▶ [Exercise aim]
The output should be the line containing "of the jacket" and every later line of the records, exactly as written, and nothing else.

▶ [Data excerpts]
*** Begin section ***

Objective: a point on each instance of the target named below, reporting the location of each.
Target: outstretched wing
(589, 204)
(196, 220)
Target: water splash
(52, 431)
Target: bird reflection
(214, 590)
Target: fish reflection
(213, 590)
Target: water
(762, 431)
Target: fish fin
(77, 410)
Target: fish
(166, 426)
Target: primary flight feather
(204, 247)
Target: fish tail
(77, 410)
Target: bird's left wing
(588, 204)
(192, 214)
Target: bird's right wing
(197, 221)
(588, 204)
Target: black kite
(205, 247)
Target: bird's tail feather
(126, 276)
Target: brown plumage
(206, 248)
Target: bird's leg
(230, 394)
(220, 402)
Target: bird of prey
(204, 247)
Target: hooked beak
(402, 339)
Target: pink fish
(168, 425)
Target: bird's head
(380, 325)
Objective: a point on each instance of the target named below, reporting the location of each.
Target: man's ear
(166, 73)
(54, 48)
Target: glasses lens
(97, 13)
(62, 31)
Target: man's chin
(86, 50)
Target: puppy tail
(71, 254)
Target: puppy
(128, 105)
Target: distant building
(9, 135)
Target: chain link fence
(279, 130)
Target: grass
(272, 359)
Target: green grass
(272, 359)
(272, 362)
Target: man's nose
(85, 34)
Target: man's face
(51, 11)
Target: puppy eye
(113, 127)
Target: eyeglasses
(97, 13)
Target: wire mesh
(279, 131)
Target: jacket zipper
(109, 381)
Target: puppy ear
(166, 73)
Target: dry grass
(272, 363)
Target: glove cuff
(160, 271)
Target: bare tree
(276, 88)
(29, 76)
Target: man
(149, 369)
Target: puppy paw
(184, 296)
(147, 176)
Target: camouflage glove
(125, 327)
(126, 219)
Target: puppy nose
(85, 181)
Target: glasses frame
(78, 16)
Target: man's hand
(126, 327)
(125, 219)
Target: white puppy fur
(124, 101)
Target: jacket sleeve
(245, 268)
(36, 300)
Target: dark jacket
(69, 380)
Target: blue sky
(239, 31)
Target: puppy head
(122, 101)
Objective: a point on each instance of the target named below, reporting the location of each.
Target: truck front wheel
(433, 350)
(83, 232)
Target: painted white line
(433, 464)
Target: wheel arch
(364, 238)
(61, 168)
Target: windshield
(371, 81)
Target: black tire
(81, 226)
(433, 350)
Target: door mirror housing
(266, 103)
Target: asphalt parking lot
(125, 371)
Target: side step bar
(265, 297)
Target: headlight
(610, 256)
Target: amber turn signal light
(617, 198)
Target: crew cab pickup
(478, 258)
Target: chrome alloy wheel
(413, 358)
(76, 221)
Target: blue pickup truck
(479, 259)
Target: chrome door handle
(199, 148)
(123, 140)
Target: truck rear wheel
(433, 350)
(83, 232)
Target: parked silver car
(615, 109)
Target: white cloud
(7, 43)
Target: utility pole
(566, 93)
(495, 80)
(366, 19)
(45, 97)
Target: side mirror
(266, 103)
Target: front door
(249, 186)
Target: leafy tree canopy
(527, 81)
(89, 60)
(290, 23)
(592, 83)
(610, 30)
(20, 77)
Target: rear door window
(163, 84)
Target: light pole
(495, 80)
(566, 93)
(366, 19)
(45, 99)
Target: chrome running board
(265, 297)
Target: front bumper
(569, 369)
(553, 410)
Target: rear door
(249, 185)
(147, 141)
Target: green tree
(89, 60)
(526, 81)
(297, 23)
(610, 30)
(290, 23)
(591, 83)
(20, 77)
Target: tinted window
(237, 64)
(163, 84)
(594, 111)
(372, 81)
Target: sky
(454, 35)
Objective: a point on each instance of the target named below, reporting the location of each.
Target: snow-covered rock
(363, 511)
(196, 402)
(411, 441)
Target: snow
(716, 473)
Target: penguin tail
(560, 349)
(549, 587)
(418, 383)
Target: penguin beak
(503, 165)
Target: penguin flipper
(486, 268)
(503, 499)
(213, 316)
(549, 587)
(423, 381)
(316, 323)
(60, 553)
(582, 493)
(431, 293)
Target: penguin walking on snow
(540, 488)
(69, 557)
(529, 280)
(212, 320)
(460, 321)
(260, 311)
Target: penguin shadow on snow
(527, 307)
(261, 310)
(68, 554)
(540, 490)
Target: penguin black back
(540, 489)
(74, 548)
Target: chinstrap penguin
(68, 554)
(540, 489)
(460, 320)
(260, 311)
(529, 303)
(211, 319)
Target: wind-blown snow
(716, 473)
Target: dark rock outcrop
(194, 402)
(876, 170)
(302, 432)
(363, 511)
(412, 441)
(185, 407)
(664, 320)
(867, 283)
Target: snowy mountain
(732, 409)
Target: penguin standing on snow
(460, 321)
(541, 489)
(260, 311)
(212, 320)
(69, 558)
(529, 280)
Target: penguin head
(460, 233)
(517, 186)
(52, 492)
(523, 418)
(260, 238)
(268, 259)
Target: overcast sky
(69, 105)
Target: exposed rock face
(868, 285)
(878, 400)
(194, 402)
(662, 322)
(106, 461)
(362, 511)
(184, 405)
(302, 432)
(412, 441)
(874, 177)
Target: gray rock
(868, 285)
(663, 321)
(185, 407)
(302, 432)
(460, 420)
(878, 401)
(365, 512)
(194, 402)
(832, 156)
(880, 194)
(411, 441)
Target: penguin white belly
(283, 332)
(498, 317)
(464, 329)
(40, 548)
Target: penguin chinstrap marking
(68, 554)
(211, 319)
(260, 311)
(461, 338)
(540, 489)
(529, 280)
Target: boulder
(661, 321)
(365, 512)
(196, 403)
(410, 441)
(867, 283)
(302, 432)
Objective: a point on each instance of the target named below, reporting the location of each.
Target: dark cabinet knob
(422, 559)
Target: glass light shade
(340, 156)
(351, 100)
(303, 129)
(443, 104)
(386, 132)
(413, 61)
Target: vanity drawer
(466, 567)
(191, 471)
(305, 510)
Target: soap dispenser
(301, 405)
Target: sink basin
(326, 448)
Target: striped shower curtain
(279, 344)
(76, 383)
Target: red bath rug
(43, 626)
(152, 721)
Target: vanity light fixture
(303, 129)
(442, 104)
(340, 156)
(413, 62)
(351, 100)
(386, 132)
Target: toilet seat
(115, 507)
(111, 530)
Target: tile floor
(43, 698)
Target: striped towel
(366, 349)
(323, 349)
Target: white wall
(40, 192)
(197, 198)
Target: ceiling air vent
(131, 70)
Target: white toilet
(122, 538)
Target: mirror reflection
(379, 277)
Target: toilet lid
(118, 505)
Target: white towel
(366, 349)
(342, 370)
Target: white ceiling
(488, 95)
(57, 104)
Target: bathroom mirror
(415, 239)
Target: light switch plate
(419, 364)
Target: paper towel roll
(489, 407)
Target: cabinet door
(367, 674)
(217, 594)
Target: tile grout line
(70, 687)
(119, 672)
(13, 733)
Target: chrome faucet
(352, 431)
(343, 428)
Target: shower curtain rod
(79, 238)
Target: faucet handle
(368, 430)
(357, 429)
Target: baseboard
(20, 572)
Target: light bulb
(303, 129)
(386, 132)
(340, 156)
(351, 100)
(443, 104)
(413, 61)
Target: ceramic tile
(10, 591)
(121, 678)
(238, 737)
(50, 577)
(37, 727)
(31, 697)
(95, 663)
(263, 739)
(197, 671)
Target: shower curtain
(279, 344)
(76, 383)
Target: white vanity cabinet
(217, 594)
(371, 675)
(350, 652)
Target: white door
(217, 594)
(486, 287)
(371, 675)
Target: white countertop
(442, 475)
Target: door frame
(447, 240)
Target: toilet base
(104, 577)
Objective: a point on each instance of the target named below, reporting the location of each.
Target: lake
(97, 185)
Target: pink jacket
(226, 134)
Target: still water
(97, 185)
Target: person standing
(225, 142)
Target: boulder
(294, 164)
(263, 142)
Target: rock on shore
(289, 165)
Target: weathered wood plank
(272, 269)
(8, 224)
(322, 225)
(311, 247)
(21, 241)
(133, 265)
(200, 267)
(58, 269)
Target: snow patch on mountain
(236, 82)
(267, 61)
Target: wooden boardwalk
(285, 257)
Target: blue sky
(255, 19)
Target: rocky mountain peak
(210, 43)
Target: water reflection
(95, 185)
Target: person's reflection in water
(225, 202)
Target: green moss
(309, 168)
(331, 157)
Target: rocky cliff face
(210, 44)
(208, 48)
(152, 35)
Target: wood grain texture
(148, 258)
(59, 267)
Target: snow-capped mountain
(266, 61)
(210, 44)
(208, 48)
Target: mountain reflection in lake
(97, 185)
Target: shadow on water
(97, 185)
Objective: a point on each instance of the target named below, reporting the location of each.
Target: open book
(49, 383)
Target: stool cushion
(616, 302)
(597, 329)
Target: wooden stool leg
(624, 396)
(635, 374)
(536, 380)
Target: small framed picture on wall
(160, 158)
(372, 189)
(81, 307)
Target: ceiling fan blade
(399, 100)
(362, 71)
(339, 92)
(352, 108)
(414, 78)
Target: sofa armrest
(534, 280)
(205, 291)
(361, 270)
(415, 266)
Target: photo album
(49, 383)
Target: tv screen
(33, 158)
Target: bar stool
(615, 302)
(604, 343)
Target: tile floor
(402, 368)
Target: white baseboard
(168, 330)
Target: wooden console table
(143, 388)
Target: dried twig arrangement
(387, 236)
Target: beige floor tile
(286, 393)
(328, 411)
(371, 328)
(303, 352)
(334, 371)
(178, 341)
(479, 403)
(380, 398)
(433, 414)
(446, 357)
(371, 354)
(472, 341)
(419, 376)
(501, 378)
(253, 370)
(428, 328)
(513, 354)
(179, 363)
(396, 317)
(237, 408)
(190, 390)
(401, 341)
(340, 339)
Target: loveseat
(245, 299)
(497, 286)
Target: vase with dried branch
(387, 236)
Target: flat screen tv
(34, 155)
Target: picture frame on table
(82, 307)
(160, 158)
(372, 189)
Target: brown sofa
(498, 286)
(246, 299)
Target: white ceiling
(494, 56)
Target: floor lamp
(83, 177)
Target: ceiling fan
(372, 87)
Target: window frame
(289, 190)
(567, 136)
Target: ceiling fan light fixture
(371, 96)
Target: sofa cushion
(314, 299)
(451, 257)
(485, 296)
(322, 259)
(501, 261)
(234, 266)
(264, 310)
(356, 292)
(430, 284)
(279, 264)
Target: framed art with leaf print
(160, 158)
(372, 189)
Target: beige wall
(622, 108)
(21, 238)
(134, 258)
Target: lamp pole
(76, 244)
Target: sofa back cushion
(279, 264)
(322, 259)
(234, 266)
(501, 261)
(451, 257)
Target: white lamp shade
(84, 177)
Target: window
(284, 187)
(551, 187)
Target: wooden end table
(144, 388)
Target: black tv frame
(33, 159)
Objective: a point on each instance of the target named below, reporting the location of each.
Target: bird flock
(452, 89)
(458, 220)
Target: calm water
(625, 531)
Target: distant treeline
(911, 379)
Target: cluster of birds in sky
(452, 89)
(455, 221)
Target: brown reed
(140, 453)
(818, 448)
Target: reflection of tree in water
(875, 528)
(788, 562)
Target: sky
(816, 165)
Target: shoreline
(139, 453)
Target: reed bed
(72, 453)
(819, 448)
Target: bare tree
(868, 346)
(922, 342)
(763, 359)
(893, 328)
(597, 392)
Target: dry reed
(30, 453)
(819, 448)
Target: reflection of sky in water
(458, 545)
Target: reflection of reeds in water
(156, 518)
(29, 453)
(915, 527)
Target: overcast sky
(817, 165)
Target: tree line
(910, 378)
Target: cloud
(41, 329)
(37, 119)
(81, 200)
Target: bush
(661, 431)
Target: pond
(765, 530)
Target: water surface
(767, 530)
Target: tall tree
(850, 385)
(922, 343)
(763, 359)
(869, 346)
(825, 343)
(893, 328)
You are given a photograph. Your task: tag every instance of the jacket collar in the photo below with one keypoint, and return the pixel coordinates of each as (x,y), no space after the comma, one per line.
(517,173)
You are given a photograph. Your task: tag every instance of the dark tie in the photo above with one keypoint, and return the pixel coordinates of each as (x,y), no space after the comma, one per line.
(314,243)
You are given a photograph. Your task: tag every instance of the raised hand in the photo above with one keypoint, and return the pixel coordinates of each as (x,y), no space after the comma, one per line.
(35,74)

*** End section ***

▶ [Reply]
You are given a photograph. Your task: tag every instance of the jacket collar in the photo below with one keypoint, and return the pixel coordinates of each as (x,y), no space after the comma, one per line.
(517,173)
You are given a photograph. Your task: tag every instance of the dark tie in the photo above with one keypoint, and return the pixel coordinates of each as (x,y), no space after the comma, one per line.
(314,243)
You are given a photograph. Your task: tag every instance of the raised hand in the photo above with one keypoint, and return the pixel coordinates of each as (x,y), no space after the comma, one per line.
(35,74)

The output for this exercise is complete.